• _Document text_:
Adapter Development Guide

A practical, step-by-step guide for student teams building their first LocoLLM adapter.

Before You Start

Make sure you have:

A LocoLLM installation (see README Quick Start)
Access to a GPU for training (Google Colab free tier works)
An approved adapter proposal (see CONTRIBUTING.md Step 1)
Python 3.10+ with the LocoLLM dev dependencies installed (uv sync)

Phase 1: Understand Your Domain (Week 1-2)

Before writing any code or collecting data, spend time understanding where the base model fails in your target domain.

Baseline Testing

Run at least 20 queries in your target domain through the base model and record the results:

loco query "Your test query here" --no-adapter --save-log baseline_tests.jsonl

For each query, note:

Did the model get it right?
If wrong, how was it wrong? (factual error, wrong format, missing steps, irrelevant response)
What would a good answer look like?

This baseline testing serves two purposes: it tells you whether your adapter domain is worth pursuing (if the base model already handles it well, pick a different domain), and the patterns you observe in failures will guide your training data strategy.

Failure Analysis

Categorize the failures you found. Common patterns:

Failure Type	Training Strategy
Wrong answer format	Include many examples with correct formatting
Missing reasoning steps	Use chain-of-thought examples with explicit steps
Domain vocabulary errors	Include examples that use domain-specific terms correctly
Incorrect application of rules	Create examples covering each rule/formula explicitly
Inconsistent quality	More diverse training examples, especially edge cases

This analysis should go in your TRAINING_LOG.md.

Phase 2: Curate Training Data (Week 2-4)

This is the most important phase. Adapter quality is mostly determined by training data quality. A well-curated dataset of 500 examples will outperform a sloppy dataset of 5000.

• _Stored data_:
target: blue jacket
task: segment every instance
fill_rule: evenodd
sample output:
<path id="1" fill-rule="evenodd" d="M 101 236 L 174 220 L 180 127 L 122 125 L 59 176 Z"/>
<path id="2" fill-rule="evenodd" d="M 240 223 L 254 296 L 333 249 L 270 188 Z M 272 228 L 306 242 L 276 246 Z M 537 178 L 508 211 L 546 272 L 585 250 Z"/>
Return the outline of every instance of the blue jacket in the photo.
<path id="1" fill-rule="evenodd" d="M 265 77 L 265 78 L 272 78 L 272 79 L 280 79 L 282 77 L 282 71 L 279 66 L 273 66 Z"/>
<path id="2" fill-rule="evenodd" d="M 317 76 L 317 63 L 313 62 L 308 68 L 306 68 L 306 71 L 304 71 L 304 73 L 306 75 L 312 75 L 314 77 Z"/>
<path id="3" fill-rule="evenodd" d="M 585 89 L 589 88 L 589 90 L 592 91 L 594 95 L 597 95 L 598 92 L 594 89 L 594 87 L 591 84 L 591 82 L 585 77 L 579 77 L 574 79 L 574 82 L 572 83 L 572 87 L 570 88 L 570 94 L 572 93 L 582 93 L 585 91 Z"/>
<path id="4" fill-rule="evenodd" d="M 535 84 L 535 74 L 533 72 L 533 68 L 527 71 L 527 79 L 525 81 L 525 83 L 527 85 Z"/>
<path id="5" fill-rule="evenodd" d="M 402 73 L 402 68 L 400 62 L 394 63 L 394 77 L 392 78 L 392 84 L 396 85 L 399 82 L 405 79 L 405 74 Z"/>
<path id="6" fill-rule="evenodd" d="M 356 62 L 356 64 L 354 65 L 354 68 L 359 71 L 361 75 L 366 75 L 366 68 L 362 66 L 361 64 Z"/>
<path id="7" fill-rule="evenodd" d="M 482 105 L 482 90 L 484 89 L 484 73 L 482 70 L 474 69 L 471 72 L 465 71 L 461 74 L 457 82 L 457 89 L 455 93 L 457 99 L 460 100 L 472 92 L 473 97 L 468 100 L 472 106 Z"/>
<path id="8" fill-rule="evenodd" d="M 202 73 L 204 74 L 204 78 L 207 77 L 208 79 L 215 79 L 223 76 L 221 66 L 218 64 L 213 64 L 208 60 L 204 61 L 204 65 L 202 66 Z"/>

--

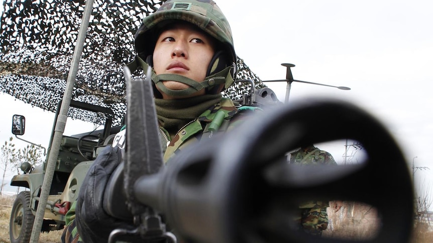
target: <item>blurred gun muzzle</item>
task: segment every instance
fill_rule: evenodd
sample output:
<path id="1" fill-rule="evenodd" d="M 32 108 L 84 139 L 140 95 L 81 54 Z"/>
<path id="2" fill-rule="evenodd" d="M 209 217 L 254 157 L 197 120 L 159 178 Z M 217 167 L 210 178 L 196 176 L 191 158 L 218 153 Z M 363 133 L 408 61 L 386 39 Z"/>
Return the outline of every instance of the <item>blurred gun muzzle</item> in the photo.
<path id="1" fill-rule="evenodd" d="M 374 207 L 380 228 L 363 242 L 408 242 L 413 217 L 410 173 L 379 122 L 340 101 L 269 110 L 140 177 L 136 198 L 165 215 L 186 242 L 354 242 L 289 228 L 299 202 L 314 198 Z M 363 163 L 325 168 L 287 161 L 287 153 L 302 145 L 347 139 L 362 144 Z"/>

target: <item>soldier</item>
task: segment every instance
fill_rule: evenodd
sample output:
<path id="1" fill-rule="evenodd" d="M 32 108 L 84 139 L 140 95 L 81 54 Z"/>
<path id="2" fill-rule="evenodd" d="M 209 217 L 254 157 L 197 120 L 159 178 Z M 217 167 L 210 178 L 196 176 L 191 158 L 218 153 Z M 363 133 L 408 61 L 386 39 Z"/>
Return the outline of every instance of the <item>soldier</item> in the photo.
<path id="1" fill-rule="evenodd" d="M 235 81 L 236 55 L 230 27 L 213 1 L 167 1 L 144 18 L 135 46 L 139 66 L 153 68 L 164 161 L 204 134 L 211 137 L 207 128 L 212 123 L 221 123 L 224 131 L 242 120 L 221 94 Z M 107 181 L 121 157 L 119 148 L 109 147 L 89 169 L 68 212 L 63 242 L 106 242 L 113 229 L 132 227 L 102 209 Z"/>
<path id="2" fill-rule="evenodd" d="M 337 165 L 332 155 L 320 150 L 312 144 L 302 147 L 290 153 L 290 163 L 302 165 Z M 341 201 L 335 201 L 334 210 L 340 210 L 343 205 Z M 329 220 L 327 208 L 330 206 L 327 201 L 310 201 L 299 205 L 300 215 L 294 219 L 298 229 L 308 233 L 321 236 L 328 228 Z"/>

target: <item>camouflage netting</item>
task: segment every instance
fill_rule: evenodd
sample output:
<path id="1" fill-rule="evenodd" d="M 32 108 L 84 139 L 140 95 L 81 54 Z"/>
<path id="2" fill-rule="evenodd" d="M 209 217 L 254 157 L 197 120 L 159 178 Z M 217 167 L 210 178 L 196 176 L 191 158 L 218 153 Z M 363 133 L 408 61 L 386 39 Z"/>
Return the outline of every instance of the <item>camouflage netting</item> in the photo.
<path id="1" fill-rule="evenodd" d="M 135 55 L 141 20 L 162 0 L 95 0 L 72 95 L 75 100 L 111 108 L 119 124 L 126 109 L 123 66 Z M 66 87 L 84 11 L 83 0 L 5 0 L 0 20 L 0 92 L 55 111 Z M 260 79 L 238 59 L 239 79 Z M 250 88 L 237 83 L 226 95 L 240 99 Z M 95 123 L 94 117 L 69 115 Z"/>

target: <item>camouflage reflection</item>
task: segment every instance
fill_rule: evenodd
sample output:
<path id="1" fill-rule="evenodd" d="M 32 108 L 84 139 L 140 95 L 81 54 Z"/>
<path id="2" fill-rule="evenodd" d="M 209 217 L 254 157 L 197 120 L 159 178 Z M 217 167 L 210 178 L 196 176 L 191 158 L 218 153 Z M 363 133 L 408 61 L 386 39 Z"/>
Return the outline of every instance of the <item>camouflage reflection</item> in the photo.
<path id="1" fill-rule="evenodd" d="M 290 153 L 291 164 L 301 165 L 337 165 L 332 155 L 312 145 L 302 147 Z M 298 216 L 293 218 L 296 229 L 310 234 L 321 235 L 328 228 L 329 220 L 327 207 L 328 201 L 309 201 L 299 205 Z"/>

• _Written request 1_:
From the adapter development guide, copy the passage between "Python 3.10+ with" and "your target domain.", inclusive.
• _Written request 2_:
According to the adapter development guide, which file should the failure analysis go in?
• _Written request 3_:
Extend the adapter development guide from where it stops.

• _Right answer 1_:
Python 3.10+ with the LocoLLM dev dependencies installed (uv sync)

Phase 1: Understand Your Domain (Week 1-2)

Before writing any code or collecting data, spend time understanding where the base model fails in your target domain.

• _Right answer 2_:
TRAINING_LOG.md

• _Right answer 3_:
Data Sources

Option A: Existing public datasets. Many NLP datasets are freely available on HuggingFace Datasets. Convert them to the LocoLLM JSONL format. Good starting points:

Math: GSM8K, MATH, AQuA-RAT
Code: CodeAlpaca, CodeContests
Writing: Alpaca variants filtered by topic
Domain QA: SQuAD, Natural Questions (filtered)

Option B: Synthetic generation. Use a frontier model to generate training examples. This is practical and effective, but requires careful quality control.

Template for synthetic data generation:

Generate a {domain} training example for a language model.

The example should have:
- An instruction telling the model what to do
- An input providing the specific problem or context
- An output showing the ideal response

Requirements for the output:
- {quality criteria specific to your domain}
- {format requirements}
- {level of detail expected}

Generate one example now in this JSON format:
{"instruction": "...", "input": "...", "output": "..."}

Generate in batches, review each batch, and discard or fix low-quality examples. Document your rejection rate.

Option C: Expert-written examples. The highest quality but most labor-intensive. Best used for the benchmark set rather than the full training set.

Data Quality Checklist

Before finalizing your dataset, verify:

At least 500 training examples
No duplicate or near-duplicate examples
Outputs are consistently high quality (would you be happy receiving this response?)
Difficulty is varied (not all easy, not all hard)
Edge cases are represented
Format is consistent (same JSONL schema throughout)
Benchmark set (50+ examples) is completely separate from training set
All sources are documented in TRAINING_LOG.md

JSONL Format

{"instruction": "Solve the following arithmetic word problem. Show your reasoning step by step, then give the final answer.", "input": "A bakery makes 240 muffins per day. They sell 75% of them at full price ($3 each) and donate the rest. What is their daily revenue from muffins?", "output": "Step 1: Calculate muffins sold at full price.\n240 muffins x 75% = 240 x 0.75 = 180 muffins sold\n\nStep 2: Calculate revenue.\n180 muffins x $3 = $540\n\nThe bakery's daily muffin revenue is $540."}

Phase 3: Train the Adapter (Week 4-5)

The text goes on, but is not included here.